**Gestellte Aufgabe:** Gib den nachstehenden Text über Nsame vollständig und ohne jede Änderung wieder.

**Zitierter Textauszug:**
Die Öffentlichkeit des Vorfalls führte dazu, dass Nsame 2016 «die Intelligenz hatte und den Rat befolgte, die Ligue 1 zu verlassen», wie einer seiner Förderer 2019 gegenüber der «NZZ am Sonntag» sagte. Er kam nach Genf zum Servette FC, schoss in der Challenge League 23 Tore und erzwang 2017 den Wechsel zu YB, nachdem er seine grosse Liebe auf Servette geschworen hatte.

Nach dem Studium des Gerichtsurteils sah Chicago Fire keinen Weg, wie Nsame in den USA die Arbeitsbewilligung erhalten könnte. Nicht nur Saudiarabien und Russland, jetzt auch: bye-bye, USA.

YB legt gegen den Wechsel nach Genf das Veto ein

Als Nsame in Bern immer unzufriedener wurde, wollte ihn unlängst der Servette FC zurückholen. Doch YB weigerte sich, den Topskorer an einen Konkurrenten abzugeben. Das führte zu Verwerfungen, deren Wahrnehmungen divergieren. Nsame ist tief getroffen, obschon er das Berner Veto inzwischen besser nachvollziehen kann. Doch er sagt: «Wäre ich die Nummer 1 gewesen und hätte ich den Vertrag nicht verlängern und zu Servette wechseln wollen, würde ich YB begreifen. Aber so war es nicht.»

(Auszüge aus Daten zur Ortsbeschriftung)

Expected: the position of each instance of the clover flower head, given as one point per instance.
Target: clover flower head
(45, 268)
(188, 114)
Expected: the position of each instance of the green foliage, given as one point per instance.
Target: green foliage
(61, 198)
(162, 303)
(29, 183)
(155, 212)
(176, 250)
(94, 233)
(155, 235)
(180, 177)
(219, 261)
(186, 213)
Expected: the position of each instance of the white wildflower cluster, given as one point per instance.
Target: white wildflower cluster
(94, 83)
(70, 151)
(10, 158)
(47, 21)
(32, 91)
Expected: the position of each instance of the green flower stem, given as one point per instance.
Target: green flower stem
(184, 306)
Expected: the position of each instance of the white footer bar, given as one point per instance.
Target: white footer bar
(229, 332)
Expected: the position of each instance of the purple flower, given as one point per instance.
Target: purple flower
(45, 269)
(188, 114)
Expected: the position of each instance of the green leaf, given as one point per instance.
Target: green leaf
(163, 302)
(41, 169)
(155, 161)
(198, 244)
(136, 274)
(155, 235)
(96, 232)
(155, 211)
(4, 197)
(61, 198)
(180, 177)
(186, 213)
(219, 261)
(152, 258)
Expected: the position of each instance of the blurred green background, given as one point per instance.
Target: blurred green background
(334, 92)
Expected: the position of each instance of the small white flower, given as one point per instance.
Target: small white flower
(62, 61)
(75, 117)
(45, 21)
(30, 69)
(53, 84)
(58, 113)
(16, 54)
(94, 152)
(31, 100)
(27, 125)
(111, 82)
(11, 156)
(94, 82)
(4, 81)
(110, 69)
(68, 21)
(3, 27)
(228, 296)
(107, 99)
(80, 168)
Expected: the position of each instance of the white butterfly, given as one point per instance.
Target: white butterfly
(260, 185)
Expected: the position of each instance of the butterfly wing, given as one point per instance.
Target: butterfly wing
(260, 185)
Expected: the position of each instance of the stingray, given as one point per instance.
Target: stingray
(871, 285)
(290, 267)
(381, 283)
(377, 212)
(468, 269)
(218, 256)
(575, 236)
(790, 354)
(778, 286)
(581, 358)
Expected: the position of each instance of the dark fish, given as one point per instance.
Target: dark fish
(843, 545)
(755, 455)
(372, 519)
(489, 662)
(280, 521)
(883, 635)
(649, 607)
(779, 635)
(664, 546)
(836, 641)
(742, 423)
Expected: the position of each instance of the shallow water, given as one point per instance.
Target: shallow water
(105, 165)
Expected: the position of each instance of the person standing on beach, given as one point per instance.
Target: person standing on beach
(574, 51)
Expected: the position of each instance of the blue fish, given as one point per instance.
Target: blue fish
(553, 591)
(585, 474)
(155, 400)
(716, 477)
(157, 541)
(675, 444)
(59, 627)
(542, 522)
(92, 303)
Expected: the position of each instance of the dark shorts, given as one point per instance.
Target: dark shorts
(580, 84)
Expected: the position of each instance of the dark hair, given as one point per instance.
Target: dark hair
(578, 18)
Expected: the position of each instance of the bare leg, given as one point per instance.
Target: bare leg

**Lösung der Aufgabe:**
Die Öffentlichkeit des Vorfalls führte dazu, dass Nsame 2016 «die Intelligenz hatte und den Rat befolgte, die Ligue 1 zu verlassen», wie einer seiner Förderer 2019 gegenüber der «NZZ am Sonntag» sagte. Er kam nach Genf zum Servette FC, schoss in der Challenge League 23 Tore und erzwang 2017 den Wechsel zu YB, nachdem er seine grosse Liebe auf Servette geschworen hatte.

Nach dem Studium des Gerichtsurteils sah Chicago Fire keinen Weg, wie Nsame in den USA die Arbeitsbewilligung erhalten könnte. Nicht nur Saudiarabien und Russland, jetzt auch: bye-bye, USA.

YB legt gegen den Wechsel nach Genf das Veto ein

Als Nsame in Bern immer unzufriedener wurde, wollte ihn unlängst der Servette FC zurückholen. Doch YB weigerte sich, den Topskorer an einen Konkurrenten abzugeben. Das führte zu Verwerfungen, deren Wahrnehmungen divergieren. Nsame ist tief getroffen, obschon er das Berner Veto inzwischen besser nachvollziehen kann. Doch er sagt: «Wäre ich die Nummer 1 gewesen und hätte ich den Vertrag nicht verlängern und zu Servette wechseln wollen, würde ich YB begreifen. Aber so war es nicht.»